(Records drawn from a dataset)
++++++++

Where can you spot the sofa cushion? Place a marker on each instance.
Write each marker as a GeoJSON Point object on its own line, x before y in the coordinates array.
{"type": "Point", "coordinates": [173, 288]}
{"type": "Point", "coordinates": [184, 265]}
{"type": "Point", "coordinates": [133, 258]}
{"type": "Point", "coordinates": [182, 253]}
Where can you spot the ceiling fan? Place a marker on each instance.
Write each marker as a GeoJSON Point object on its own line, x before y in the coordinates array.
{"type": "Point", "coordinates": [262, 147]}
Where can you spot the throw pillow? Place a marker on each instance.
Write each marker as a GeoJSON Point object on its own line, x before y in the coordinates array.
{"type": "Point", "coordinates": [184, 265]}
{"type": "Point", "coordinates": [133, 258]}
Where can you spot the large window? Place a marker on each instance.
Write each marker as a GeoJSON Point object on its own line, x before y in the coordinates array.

++++++++

— Your objective —
Could you give again exactly the lines from the line containing "Where can you spot the large" through the final line of the data above, and no others?

— Reply —
Where can you spot the large window? Place a marker on each instance.
Write each marker as a GeoJSON Point object on its own line, x before y in the coordinates array.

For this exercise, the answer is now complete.